___ Material for this exercise ___

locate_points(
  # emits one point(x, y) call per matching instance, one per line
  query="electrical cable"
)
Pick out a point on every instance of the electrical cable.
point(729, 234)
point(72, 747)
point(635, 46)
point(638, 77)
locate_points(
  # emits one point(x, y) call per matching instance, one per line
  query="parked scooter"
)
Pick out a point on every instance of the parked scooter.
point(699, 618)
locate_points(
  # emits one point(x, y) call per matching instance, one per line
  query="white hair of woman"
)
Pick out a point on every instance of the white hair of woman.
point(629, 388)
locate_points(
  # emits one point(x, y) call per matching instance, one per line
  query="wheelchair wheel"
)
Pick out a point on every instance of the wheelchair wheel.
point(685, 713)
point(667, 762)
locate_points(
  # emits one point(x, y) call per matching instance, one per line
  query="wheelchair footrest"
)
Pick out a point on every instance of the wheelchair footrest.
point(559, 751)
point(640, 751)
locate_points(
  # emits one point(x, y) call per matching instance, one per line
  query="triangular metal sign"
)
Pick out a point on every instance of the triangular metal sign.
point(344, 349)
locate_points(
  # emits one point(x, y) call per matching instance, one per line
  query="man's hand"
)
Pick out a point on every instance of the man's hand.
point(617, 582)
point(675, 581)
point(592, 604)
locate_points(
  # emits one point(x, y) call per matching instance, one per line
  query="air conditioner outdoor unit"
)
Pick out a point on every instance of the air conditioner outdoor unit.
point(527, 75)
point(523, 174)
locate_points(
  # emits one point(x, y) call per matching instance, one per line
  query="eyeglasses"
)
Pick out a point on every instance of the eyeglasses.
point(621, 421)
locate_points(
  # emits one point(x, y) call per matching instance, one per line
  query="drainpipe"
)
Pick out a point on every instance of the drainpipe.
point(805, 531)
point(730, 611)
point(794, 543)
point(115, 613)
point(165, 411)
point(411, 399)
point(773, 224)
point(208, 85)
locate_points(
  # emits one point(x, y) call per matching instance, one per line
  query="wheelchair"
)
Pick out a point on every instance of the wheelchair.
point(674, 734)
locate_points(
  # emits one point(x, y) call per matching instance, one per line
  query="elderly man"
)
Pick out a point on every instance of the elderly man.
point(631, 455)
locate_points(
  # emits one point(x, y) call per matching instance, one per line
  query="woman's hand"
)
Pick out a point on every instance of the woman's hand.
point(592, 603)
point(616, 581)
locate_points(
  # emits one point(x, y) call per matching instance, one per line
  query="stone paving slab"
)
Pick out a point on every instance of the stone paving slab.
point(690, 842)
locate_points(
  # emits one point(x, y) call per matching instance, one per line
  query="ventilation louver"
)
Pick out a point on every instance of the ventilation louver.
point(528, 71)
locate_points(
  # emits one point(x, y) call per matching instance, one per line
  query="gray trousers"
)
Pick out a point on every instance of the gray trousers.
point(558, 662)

___
___ Material for this exercise ___

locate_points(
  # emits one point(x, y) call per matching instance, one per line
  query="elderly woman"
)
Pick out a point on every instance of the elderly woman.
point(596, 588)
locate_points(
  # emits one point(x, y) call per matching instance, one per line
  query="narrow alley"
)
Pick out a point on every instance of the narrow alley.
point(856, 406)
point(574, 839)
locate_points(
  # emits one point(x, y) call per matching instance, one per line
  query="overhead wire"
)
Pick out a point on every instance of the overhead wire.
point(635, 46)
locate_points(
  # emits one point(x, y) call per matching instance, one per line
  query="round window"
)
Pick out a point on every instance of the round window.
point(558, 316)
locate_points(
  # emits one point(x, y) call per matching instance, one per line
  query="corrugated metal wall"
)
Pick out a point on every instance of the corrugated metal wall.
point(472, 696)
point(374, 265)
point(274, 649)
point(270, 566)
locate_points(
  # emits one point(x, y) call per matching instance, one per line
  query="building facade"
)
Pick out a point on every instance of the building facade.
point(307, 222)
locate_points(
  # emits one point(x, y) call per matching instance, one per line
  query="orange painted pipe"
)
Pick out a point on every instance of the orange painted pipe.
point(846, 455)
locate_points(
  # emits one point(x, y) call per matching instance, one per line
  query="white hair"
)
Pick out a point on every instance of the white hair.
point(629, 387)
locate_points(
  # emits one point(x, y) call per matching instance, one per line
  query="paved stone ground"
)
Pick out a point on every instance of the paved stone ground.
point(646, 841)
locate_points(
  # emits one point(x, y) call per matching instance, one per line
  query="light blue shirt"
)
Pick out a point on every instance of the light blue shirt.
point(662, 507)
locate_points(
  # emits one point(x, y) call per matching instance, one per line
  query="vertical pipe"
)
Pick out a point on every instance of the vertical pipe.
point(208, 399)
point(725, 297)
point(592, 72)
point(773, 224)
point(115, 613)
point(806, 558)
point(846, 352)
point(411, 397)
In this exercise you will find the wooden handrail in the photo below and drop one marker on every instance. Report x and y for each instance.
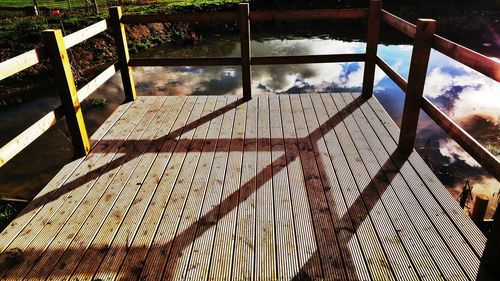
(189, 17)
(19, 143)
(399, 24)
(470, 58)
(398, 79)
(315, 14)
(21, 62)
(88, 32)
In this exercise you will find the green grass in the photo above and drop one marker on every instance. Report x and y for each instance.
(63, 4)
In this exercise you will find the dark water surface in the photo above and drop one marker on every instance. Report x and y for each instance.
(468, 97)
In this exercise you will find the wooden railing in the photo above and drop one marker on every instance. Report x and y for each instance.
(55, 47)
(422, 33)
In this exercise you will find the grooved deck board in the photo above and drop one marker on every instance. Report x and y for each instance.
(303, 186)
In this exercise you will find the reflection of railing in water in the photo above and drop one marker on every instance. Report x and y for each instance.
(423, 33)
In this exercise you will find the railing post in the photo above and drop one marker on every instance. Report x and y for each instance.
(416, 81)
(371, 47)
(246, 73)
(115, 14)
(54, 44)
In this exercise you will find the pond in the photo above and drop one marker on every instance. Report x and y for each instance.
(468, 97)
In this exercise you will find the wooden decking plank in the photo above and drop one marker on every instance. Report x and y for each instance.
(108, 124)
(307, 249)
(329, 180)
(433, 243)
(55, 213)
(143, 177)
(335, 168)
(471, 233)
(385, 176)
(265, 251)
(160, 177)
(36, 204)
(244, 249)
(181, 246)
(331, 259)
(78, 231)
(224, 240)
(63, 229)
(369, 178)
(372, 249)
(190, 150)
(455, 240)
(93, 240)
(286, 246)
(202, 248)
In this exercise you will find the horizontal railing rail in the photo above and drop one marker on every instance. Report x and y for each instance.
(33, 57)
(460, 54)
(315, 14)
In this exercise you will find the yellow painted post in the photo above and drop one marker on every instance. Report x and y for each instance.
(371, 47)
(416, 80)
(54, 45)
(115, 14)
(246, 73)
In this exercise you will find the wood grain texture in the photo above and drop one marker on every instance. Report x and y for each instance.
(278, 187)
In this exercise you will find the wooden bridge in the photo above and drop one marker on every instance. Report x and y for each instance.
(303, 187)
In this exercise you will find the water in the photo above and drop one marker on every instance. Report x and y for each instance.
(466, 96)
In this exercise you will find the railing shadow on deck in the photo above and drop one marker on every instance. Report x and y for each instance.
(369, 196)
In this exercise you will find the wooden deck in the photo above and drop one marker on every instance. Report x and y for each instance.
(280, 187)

___

=== To be done ===
From the records above, report every line that contains the string "stone", copying each line in full. Case counts.

=== Complete answer ===
  query="stone paving slab"
Pick out a point on every instance of the stone paving slab.
  query="paved stone ground"
Pick out a point on every instance of the paved stone ground.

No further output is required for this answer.